What is expected
Change "thread bracelet" to "string bracelet" in the listing lines starting at the line containing "Task: indicate every instance of the sari" and ending at the end of the listing, leaving everything else as is.

>> START Entries provided

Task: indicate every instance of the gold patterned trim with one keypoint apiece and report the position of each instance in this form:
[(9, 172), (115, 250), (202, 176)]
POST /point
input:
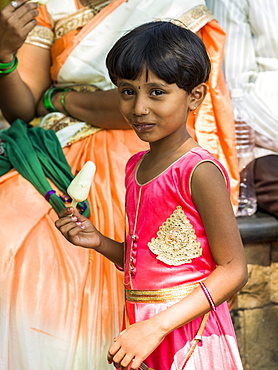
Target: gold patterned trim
[(196, 18), (79, 19), (40, 36), (72, 22), (176, 243), (160, 295)]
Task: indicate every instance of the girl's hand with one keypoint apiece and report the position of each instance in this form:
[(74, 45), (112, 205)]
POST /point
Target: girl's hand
[(77, 229), (15, 24), (135, 344)]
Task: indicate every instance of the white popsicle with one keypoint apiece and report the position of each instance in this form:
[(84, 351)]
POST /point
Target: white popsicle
[(79, 188)]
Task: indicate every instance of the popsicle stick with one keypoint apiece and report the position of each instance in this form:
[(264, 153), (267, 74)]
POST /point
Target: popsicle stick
[(74, 203)]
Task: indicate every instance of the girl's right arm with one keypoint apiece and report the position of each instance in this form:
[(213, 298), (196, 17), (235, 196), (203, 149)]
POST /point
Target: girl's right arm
[(78, 230)]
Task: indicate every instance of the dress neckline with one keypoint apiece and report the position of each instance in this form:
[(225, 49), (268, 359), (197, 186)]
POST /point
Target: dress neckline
[(162, 172)]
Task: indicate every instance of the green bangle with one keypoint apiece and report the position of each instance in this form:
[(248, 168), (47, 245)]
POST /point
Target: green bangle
[(63, 101), (47, 99), (8, 65), (12, 68)]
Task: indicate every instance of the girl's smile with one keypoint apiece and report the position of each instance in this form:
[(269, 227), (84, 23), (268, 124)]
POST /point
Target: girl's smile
[(155, 110)]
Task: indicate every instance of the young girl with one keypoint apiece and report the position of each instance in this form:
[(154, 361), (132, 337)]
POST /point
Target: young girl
[(183, 256)]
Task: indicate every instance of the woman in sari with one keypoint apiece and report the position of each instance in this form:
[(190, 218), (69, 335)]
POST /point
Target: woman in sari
[(56, 299)]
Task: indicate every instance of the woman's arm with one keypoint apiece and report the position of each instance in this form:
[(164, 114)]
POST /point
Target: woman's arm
[(99, 108), (21, 89)]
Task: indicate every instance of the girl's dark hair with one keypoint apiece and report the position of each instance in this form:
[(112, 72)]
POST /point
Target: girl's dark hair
[(173, 53)]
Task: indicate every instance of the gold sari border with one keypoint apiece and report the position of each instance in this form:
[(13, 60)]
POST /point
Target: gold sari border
[(40, 36), (196, 18), (160, 295)]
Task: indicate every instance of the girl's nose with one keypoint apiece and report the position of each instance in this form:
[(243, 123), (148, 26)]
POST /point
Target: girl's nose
[(140, 107)]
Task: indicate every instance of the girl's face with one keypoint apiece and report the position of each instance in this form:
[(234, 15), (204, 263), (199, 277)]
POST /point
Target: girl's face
[(154, 108)]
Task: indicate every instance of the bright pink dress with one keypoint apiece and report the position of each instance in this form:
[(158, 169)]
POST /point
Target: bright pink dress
[(169, 249)]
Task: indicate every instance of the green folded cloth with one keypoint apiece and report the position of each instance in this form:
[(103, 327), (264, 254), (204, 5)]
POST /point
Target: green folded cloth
[(37, 155)]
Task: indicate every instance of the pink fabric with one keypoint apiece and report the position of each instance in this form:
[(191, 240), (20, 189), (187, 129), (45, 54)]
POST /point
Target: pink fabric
[(219, 347)]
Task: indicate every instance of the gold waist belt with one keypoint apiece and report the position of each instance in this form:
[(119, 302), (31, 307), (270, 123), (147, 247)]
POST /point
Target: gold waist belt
[(160, 295)]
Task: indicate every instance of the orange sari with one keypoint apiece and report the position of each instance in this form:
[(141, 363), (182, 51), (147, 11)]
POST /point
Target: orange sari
[(61, 305)]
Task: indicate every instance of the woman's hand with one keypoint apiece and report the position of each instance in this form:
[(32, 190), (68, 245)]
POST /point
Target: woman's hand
[(77, 229), (15, 24), (135, 344)]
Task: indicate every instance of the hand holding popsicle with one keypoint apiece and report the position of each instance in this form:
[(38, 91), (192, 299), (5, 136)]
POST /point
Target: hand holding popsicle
[(79, 188)]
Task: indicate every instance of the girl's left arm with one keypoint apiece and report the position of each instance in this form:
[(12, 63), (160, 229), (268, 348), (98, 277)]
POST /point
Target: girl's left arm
[(211, 198)]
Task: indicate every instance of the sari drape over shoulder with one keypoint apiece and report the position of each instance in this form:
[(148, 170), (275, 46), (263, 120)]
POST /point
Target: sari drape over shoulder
[(61, 305)]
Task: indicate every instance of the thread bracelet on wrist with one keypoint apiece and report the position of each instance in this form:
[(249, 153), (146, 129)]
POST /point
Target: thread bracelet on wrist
[(6, 68), (47, 99), (63, 103), (208, 296)]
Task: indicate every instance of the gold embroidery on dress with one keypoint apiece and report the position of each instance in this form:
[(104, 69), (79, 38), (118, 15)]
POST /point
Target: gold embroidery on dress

>> END Entries provided

Written answer
Task: indicate every instance of the sari drape over shoulder with one keypoint apiece and report the position of each instance in this form:
[(148, 170), (275, 46), (263, 120)]
POST /point
Target: sari drape over shoulder
[(61, 305)]
Task: indicate every instance of the string bracelet on wrist with one keypoint apiece and report the position of each instance in this form:
[(249, 153), (146, 129)]
POST /point
Target: string bracelet on wrist
[(6, 68), (47, 99), (63, 103), (208, 296)]
Task: indicate every instance of the gold embroidery on dress with one keypoint apiece and report the position of each instance in this form:
[(104, 69), (79, 38), (118, 15)]
POST /point
Target: gold embroidery on dress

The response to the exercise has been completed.